[Records excerpted from a collection]
----
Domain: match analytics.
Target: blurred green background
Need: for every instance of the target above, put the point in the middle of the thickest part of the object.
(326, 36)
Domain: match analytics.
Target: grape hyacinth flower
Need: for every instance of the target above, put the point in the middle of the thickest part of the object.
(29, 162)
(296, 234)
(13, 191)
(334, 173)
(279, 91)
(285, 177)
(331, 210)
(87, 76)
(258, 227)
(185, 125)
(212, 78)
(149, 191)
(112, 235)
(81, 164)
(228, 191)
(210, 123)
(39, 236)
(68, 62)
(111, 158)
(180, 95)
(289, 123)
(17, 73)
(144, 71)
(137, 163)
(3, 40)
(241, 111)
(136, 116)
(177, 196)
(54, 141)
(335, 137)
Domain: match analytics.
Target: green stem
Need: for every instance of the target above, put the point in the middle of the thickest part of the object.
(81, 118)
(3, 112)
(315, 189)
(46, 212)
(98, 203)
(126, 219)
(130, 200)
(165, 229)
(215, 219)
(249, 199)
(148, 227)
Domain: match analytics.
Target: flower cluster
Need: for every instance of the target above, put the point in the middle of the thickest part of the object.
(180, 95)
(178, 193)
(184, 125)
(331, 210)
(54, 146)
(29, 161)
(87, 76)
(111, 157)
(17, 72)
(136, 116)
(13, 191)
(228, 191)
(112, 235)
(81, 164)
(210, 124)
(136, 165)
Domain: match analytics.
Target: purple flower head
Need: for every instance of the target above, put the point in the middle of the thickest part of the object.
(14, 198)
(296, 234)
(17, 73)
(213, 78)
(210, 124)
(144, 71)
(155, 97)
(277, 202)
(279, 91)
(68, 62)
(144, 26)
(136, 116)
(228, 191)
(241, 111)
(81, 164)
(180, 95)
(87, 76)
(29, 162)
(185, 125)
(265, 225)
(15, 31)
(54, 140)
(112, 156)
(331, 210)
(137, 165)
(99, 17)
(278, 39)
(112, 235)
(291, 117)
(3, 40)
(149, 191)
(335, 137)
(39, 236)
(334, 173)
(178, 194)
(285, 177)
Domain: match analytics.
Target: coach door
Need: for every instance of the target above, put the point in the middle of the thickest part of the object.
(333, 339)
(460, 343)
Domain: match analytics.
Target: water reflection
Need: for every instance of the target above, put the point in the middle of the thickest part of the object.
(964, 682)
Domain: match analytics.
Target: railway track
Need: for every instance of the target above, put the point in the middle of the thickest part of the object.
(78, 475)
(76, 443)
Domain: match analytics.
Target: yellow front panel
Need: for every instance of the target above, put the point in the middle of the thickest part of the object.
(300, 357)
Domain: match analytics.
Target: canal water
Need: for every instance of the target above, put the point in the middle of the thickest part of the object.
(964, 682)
----
- **Directions for this task**
Please return every line from the first one in the records above down to the line containing "Target: water reflection", including both, exactly as written and nothing more.

- **Exercise response**
Domain: match analytics.
Target: blurred green background
Need: for every instance of the target above, put the point in the middle of the thickest part of the object.
(326, 36)
Domain: match analytics.
Target: grape hyacinth flower
Need: for every instance of the target above, put the point in the middle of the thickest part of the object.
(29, 162)
(296, 234)
(13, 191)
(334, 173)
(279, 91)
(285, 177)
(331, 210)
(87, 76)
(258, 227)
(185, 125)
(212, 78)
(149, 191)
(112, 235)
(81, 164)
(228, 191)
(210, 123)
(39, 236)
(68, 62)
(111, 158)
(180, 95)
(289, 123)
(17, 73)
(144, 71)
(137, 163)
(3, 40)
(241, 111)
(136, 116)
(177, 196)
(54, 141)
(335, 137)
Domain: match analytics.
Target: green stem
Need: for every instance of the target above, put the point in the middle of the thickest part of the object.
(81, 118)
(3, 112)
(315, 189)
(46, 212)
(98, 203)
(126, 219)
(130, 200)
(165, 229)
(215, 219)
(249, 199)
(148, 227)
Domain: match analytics.
Target: flower cluster
Need: for every instance of the target above, put the point in the middle of the thickest part of the object.
(180, 95)
(178, 193)
(184, 125)
(331, 210)
(54, 146)
(29, 161)
(87, 76)
(111, 157)
(17, 72)
(136, 116)
(13, 191)
(228, 191)
(112, 235)
(81, 164)
(210, 124)
(136, 165)
Domain: match analytics.
Target: purple flower head
Need: for every instance of the target above, put the point in the middle of the thickest part of the object.
(14, 198)
(296, 234)
(17, 73)
(213, 78)
(210, 124)
(144, 71)
(155, 97)
(277, 202)
(279, 91)
(68, 62)
(144, 26)
(136, 116)
(228, 191)
(241, 111)
(81, 164)
(180, 95)
(87, 76)
(29, 162)
(185, 125)
(265, 225)
(15, 31)
(54, 140)
(112, 156)
(331, 210)
(137, 165)
(99, 17)
(278, 39)
(112, 235)
(291, 117)
(3, 40)
(149, 191)
(335, 137)
(39, 236)
(334, 173)
(178, 194)
(285, 177)
Domain: match analytics.
Target: coach door
Need: for every instance of the target above, put the point in the middle of the thickest part of the object.
(333, 339)
(460, 343)
Domain: match analytics.
Target: water reflection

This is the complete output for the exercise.